**TASK BRIEF**: Type the records out again in full, exactly.

**AVAILABLE DATA**:
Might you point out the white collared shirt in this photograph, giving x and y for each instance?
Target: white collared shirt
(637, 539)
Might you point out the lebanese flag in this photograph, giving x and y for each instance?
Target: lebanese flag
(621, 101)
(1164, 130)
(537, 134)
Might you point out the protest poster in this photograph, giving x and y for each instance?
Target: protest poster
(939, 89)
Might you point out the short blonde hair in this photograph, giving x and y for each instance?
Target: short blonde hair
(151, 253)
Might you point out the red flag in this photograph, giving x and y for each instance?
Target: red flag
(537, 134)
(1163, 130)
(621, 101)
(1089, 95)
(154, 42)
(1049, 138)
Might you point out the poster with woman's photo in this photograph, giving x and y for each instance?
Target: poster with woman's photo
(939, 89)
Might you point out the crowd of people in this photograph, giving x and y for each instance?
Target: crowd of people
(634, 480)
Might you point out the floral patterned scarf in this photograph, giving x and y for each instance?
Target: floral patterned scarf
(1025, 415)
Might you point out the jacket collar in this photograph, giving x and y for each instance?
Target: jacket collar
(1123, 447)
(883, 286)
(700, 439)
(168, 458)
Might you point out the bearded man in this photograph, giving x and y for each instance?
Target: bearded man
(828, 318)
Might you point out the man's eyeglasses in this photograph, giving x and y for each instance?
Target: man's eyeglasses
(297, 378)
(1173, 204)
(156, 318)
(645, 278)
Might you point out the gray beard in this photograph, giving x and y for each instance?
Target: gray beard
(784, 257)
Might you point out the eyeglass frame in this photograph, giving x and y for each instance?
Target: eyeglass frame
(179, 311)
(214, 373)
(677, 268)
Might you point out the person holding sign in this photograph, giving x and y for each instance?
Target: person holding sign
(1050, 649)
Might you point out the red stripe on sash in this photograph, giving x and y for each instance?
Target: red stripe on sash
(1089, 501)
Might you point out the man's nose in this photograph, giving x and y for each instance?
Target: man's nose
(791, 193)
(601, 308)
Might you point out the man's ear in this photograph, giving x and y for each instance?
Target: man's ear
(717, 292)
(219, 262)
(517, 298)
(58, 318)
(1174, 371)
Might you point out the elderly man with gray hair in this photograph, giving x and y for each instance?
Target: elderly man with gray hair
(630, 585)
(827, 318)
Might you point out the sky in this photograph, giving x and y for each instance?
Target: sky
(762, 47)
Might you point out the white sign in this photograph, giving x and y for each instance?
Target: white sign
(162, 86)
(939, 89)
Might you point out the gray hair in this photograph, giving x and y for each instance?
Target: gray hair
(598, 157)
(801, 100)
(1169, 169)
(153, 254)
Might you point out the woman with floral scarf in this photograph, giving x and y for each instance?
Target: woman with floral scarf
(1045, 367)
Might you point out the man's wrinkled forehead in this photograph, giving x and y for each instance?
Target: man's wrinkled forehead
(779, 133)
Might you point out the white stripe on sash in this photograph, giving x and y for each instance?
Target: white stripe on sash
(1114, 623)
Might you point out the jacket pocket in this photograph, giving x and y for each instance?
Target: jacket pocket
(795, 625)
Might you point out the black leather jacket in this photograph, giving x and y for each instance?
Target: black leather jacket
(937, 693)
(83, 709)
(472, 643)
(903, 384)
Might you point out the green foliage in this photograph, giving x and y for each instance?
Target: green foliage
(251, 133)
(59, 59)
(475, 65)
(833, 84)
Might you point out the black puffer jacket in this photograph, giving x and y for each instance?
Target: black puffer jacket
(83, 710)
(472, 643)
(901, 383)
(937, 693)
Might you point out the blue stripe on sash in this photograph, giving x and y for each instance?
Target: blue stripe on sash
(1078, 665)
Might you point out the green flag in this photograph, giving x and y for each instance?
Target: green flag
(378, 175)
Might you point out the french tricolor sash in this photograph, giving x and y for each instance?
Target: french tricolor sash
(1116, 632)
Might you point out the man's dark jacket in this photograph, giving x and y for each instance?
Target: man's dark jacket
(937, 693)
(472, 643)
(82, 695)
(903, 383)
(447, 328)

**RESPONSE AREA**:
Might you point out the white collared shirt in this photograph, giving x and y for each instance?
Target: white collared shirt
(637, 539)
Might you point out the lebanese flag in this photograph, giving x and y for each instance?
Target: lebanese flag
(621, 101)
(1164, 130)
(537, 134)
Might you point out the protest poster in this photograph, giving x and y for each instance?
Target: protest poster
(939, 89)
Might you point out the short blonde hair in this photograph, giving x and y for each instance?
Target: short blonde hair
(151, 253)
Might you point out the red flag in this photograph, giving x and y for each instance?
Target: red flag
(537, 134)
(1163, 130)
(621, 101)
(1089, 95)
(154, 42)
(1049, 138)
Might you point out the poster with woman's photo in this photograph, giving x and y for each instance?
Target: poster with woman's photo
(939, 89)
Might you point out the crowd of people in this photograph, giving x and y for each instance?
Target: crowd of people
(634, 480)
Might you point out the floral patterned scarf in this photograph, giving x and y for each instance?
Target: floral patterned scarf
(1025, 415)
Might you point out the jacket collar in this photograph, giving x and y for each instance?
Target: jacket collar
(1123, 447)
(883, 286)
(700, 439)
(168, 458)
Might you point out the bearded man in this photograph, giving x and y for each instance?
Target: bearded man
(828, 318)
Might you point out the man's eyeglasses in this photograph, giving x and y for each instance?
Target: man's eyeglasses
(297, 378)
(1173, 204)
(156, 318)
(645, 278)
Might you point out the gray beard in this photograph, giving x and y for each instance?
Target: gray beard
(784, 257)
Might you point out the eyeglass frame in this photograph, giving x and y for each instance?
Target: eyeglass frame
(179, 311)
(214, 373)
(677, 268)
Might you point out the person holding sign in this photograph, giving x and y for each instance?
Target: person holding sign
(1050, 649)
Might you point out the red stripe on sash in this photograph, giving x and y for each instance?
Target: red stripe on sash
(1089, 501)
Might you point out the man's nose in this photograph, giving x and y for each instance?
Target: man's nose
(791, 193)
(601, 308)
Might you point out the man's ear in this photograph, giving x and y for each instance?
Target: man's ear
(717, 292)
(219, 262)
(517, 298)
(58, 318)
(1174, 371)
Might you point out the elderly man with gray hair in this photograph, giving x and y for each instance?
Target: elderly man with gray hair
(630, 585)
(827, 318)
Might you point out the sky in this photograph, giving x and y for each instance?
Target: sky
(762, 47)
Might you point out the white sign in this photograph, giving x and y for each instance?
Target: white sign
(162, 86)
(939, 89)
Might you point out the gray hair in this photograph, giving x and y for each instance?
Target: gray hair
(598, 157)
(801, 100)
(1169, 169)
(153, 254)
Might you point out the woman with floral scarf in this photograph, giving x and y for each instance?
Target: woman with floral scarf
(1045, 367)
Might you point out the man's wrinkled forehead in this photograph, giving x and y for each instance?
Target: man's wrinkled forehead
(779, 133)
Might you point out the white stripe on sash in this photograph, giving x and y for each instance?
Target: white stripe on sash
(1114, 623)
Might you point out the jacket pocket in this photograph, giving x and y for each instance?
Target: jacket pocket
(795, 625)
Might you point out the black leather jacket in this photograph, giving x and y for each instance?
Target: black leather jacket
(937, 693)
(83, 709)
(472, 643)
(903, 384)
Might you point out the green foliage in this photograph, giving x and y for each instance?
Target: green foliage
(251, 133)
(59, 59)
(475, 65)
(833, 84)
Might you point out the black puffer jacket in this photograph, giving x and y for each instance?
Target: black puffer jacket
(83, 710)
(472, 643)
(901, 383)
(937, 693)
Might you point out the blue stripe on sash in this photograph, giving x and y for each instance?
Target: blue stripe on sash
(1078, 665)
Might you point out the green flag in this photograph, giving x and y for each instance?
Target: green flag
(378, 175)
Might you point out the french tricolor sash in this photograph, giving x and y for each instance?
Target: french tricolor sash
(1116, 632)
Might you point out the man's dark jacket in this photograph, giving x and y for each instance?
Target: man's dark jacket
(937, 693)
(472, 643)
(82, 695)
(903, 383)
(447, 328)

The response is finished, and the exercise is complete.